What is required: Make an exact copy of the entries below, with all images left out.

Records supplied:
#####

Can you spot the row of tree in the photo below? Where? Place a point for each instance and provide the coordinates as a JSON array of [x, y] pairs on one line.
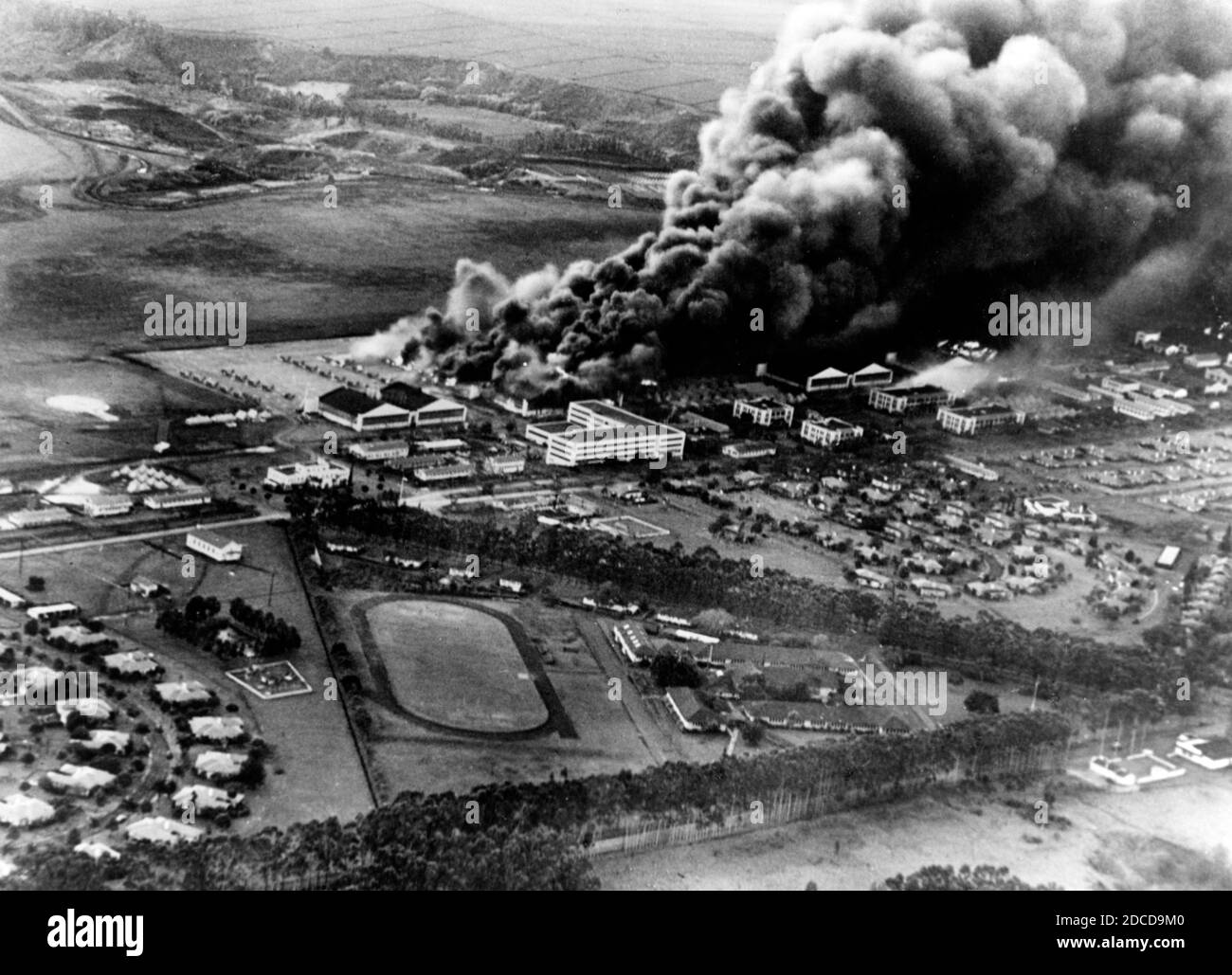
[[526, 836]]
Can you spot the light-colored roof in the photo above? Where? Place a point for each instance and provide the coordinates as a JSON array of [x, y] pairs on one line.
[[218, 765], [161, 830], [97, 851], [103, 736], [179, 692], [206, 798], [218, 729], [134, 661], [21, 810], [81, 777]]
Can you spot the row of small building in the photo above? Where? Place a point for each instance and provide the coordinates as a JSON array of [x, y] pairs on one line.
[[732, 666]]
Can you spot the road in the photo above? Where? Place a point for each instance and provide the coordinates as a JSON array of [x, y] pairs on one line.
[[648, 731], [119, 539]]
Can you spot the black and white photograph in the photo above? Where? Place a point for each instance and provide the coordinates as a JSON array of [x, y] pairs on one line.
[[616, 445]]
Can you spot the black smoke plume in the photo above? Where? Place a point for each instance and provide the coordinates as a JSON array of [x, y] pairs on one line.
[[891, 170]]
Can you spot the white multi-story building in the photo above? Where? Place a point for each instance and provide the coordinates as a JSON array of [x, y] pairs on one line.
[[829, 431], [900, 399], [595, 431], [969, 420], [764, 411]]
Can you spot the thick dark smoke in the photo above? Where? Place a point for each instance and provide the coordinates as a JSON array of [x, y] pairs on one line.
[[895, 168]]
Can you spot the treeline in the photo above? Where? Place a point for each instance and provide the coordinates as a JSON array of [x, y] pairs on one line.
[[986, 876], [986, 645], [526, 836], [198, 622]]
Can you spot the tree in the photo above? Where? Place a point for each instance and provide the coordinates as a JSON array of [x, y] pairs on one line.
[[981, 702], [676, 670]]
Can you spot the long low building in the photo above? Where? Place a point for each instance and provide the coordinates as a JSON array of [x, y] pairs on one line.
[[423, 408], [360, 411], [902, 398], [386, 449], [188, 497], [318, 473], [105, 506], [214, 546], [595, 431], [633, 641], [829, 431], [969, 420]]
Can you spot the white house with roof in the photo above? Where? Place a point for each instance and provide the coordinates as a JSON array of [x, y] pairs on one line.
[[25, 810], [218, 766], [1214, 753], [873, 374], [208, 799], [217, 729], [826, 379], [217, 547], [163, 830], [78, 780], [829, 431]]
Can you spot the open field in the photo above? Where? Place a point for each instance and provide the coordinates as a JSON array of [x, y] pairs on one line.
[[684, 52], [500, 126], [410, 755], [455, 666], [1163, 838], [315, 769]]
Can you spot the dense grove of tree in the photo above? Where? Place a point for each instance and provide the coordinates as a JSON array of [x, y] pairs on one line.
[[947, 878], [526, 836], [982, 646], [198, 623]]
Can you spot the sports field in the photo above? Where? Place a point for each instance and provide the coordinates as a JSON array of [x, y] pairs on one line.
[[455, 666]]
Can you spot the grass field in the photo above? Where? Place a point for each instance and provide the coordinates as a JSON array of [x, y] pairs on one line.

#####

Expected answer:
Can you spot the row of tree in the photo below? Where? Place a point for each instance and provide the coordinates as a JSON array of [x, y] pairs on one line.
[[526, 836]]
Can you spot the light-colored roof in the photo above? Where? Place a point for each instance and provide the coordinates as a JSON array of [x, y] pairs on one line.
[[218, 765], [161, 830], [97, 851], [103, 736], [179, 692], [206, 798], [218, 729], [134, 661], [21, 810], [81, 777]]
Can you spot the row of small building in the photo above? Where? Place a point for each instance and provide the coordinates as a JSON array of [x, y] pairs on one line.
[[732, 666]]
Can you spot the road in the photo above? Where? Place a point for each instance and provide the coordinates as a JSON array of [x, y] pairs on one line.
[[648, 731], [119, 539]]
Can you spot the black and white photograph in the photo above? Where? Place a point for each instance and provide the coordinates as a JSON array of [x, y] pairs on one line.
[[616, 445]]
Can you spot the black smoke plume in the photo above? Where? Place a point for each instance and provide the coordinates as a JSON array of [x, y] pairs on one line.
[[891, 170]]
Can you spot the white multi-story building in the photo above? Where? Place a point for each instance and provide the coordinates as a JSON array of [x, y] pairs on one line.
[[829, 431], [900, 399], [595, 431], [969, 420], [764, 411]]
Can you spot the thick dark smoke in the photo above? Where? Place a point for each instance and provide the coordinates as a JSON array of [x, y] pairs on one line.
[[895, 168]]
Can you spot the treeline in the photo above? Where? Place a point for each instance and provide the coordinates as a JSON array of [x, y] pairs on one line.
[[986, 876], [986, 645], [526, 836], [198, 622]]
Can you spot the tree in the photo above? Where? Place a point for each instance and provide the coordinates as a JSON array of [x, y] pairs on one line.
[[981, 702], [676, 670]]
Can you spot the long low building in the photo above? Where? Place a point for each instance and provide the coordinates as a JSON array of [x, y] pairs on one line.
[[423, 408], [360, 411], [902, 398], [386, 449], [188, 497], [318, 473], [105, 506], [214, 546], [595, 431], [633, 641], [829, 431], [969, 420]]
Can you spot the white house with roof in the photo above? Where? Place a point for each instance and provide the coordinates as a JSON array of [x, y] pairs on one line.
[[25, 810], [218, 766], [1214, 753], [873, 374], [208, 799], [217, 729], [826, 379], [217, 547], [163, 830], [78, 780], [829, 431]]
Can you spot the open field in the photo above? Where? Place a point for each instance and provide the coordinates as a JSON array of [x, y] pairs on one line.
[[684, 52], [500, 126], [410, 755], [455, 666], [1163, 838], [315, 769]]
Can you spot the dense grove of tree in the photo above? Where? Place a point for each instance and provide the coordinates as a JSON array of [x, y] pairs on one line.
[[947, 878], [526, 836], [982, 646], [198, 623]]
Can you spot the sports field in the photo above? Where? Place a point for each instance and provide the coordinates as a JSON array of [x, y] pairs on one line.
[[455, 666]]
Can you spot the grass field in the photo above? Where? Place a point for each instance and provide the coordinates as a JSON array of [x, y] pairs on one line.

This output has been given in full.